-- Aim --
Answer these questions from the blog post on using Datalog to test for access:
1. Which university's co-op program is the author part of?
2. Which two cloud-based providers are named as having RBAC systems similar to Teleport's?
3. What does the proposed access tester use to help answer queries?

Navigating Access Challenges in Kubernetes-Based Infrastructure
Sep 19
Virtual
Register Today
Teleport logo

Teleport Blog - Using Datalog to Test for Access - Aug 26, 2021

Using Datalog to Test for Access

by Rui Li

Using Datalog to Test for Access

Introduction

This summer, I was fortunate enough to get an internship at Teleport. Being part of the co-op program at the University of Waterloo, I have worked at many different companies before, and this internship will be my fourth placement as I finish my first term of the third year. The project that I was assigned to was an interesting one.

For some background, Teleport is an Access Platform that unifies access to SSH servers, Kubernetes clusters, web applications and databases across multiple environments. Teleport provides a Role-Based Access Control (RBAC) system that allows cluster administrators to allow or deny access to specific cluster resources such as SSH nodes, applications, databases, etc., based on the assigned labels. This system is similar to other cloud-based providers like AWS and Microsoft Azure and their RBAC systems.

However, even though this system is powerful, role configurations can be pretty complex. Teleport currently does not provide good tools at cluster admins' disposal to troubleshoot any access-related issues. Questions such as "Can Alice SSH into Node x as root?", "Which roles prevent Alice from accessing Node x as root?" and "Which nodes can Alice access?" are hard to answer without understanding the access configuration.

The proposed project's purpose is to implement an access tester for Teleport that allows admins to answer these questions, using Datalog to help answer these queries.

What is Teleport?

As mentioned previously, Teleport is an Access Platform unifies access to SSH servers, Kubernetes clusters, web applications, and databases across multiple environments. Essentially, Teleport provides a convenient and secure way for users to access everything within an infrastructure. Teleport also has many different features that provide insight into all layers of the tech stack, such as the Unified Resource Catalog, Session Recoding, Audit Log, and Access Controls. In particular, we will need to dive deeper into the Role-Based Access Control (RBAC) system within Teleport.

-- Pointing dataset records --
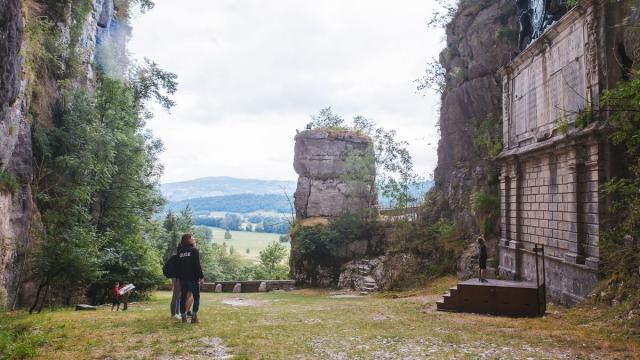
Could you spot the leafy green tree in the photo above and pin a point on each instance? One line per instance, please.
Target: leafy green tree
(327, 119)
(271, 259)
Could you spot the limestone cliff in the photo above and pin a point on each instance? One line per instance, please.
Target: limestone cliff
(334, 179)
(481, 38)
(324, 160)
(19, 101)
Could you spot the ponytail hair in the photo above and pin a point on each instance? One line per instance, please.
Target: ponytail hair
(187, 239)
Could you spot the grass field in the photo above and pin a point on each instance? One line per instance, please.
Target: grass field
(314, 324)
(243, 240)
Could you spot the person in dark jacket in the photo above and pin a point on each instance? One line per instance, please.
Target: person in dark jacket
(190, 275)
(482, 259)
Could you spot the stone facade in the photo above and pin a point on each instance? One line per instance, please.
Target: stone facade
(554, 163)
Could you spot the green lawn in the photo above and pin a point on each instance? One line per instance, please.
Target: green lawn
(243, 240)
(313, 324)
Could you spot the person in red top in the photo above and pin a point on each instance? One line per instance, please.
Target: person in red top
(115, 295)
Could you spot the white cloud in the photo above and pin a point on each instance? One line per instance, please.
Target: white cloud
(252, 71)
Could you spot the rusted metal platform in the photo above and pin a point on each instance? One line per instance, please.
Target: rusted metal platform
(500, 297)
(496, 297)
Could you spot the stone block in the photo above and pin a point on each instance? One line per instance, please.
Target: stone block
(573, 258)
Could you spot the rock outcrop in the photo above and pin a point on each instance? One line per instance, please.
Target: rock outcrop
(481, 38)
(324, 161)
(15, 151)
(19, 217)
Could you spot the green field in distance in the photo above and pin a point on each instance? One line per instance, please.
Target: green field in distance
(243, 240)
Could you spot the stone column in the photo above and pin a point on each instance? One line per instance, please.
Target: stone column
(573, 195)
(515, 242)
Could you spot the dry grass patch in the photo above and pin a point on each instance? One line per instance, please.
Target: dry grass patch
(309, 324)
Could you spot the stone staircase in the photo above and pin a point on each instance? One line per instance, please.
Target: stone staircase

-- Solved exercise --
1. The University of Waterloo
2. AWS and Microsoft Azure
3. Datalog